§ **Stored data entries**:
- - -

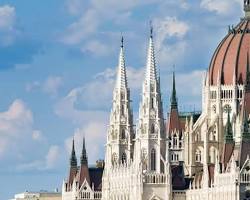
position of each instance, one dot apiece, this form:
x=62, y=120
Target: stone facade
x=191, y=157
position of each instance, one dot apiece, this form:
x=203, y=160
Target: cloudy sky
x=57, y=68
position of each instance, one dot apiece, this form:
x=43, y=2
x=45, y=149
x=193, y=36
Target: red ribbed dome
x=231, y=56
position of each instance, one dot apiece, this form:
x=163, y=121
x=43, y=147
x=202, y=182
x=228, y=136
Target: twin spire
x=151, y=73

- - -

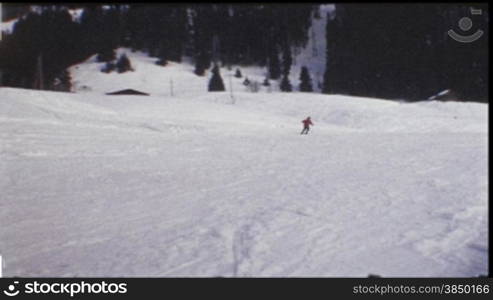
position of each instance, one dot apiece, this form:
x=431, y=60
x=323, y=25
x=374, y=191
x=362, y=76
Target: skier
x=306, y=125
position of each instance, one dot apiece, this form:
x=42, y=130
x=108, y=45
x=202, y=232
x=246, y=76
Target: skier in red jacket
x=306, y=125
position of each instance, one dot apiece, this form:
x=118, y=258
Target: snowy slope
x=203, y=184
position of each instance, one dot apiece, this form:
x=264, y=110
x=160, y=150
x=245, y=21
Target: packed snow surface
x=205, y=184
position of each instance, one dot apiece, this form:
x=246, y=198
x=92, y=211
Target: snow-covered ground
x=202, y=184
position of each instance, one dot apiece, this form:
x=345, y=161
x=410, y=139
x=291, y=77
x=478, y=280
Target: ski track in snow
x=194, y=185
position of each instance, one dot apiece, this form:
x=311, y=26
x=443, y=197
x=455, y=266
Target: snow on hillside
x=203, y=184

- - -

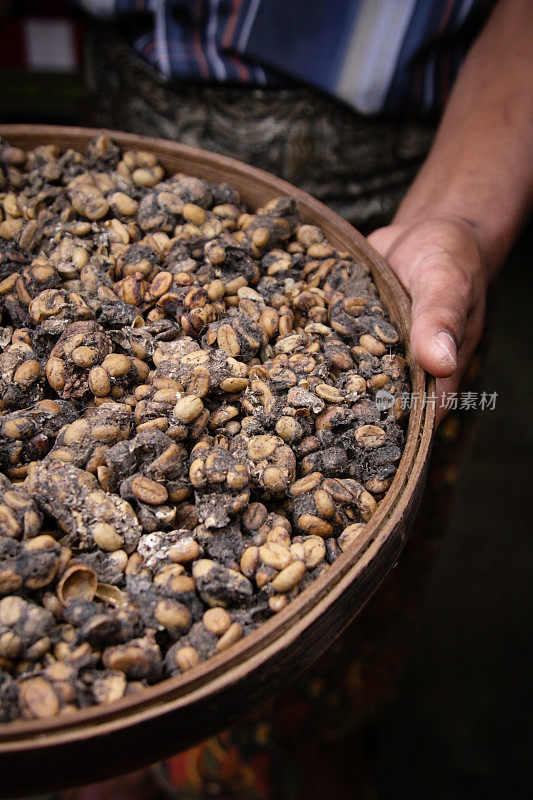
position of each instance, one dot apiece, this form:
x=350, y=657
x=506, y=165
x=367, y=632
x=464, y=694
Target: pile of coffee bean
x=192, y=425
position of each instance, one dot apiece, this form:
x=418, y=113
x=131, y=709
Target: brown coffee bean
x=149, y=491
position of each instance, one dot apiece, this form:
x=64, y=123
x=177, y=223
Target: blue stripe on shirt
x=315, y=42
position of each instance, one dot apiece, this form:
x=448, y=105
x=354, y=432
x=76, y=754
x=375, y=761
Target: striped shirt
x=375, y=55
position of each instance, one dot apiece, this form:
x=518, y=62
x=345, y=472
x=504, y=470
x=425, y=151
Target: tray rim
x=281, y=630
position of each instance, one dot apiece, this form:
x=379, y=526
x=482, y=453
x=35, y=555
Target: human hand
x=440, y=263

- - -

§ **Task directions**: Using the entries shown above, reproduce verbatim the lines from the line bearing "x=362, y=76" to the line bearing "x=245, y=21", inclusive.

§ **Result**:
x=362, y=76
Target: skier
x=306, y=125
position of each instance, one dot apiece, this form:
x=42, y=130
x=108, y=45
x=202, y=232
x=246, y=76
Target: skier in red jacket
x=306, y=125
position of each instance, one dot apiece, this form:
x=118, y=258
Target: snowy slope
x=203, y=184
position of each instance, one dot apiece, this form:
x=264, y=110
x=160, y=150
x=245, y=21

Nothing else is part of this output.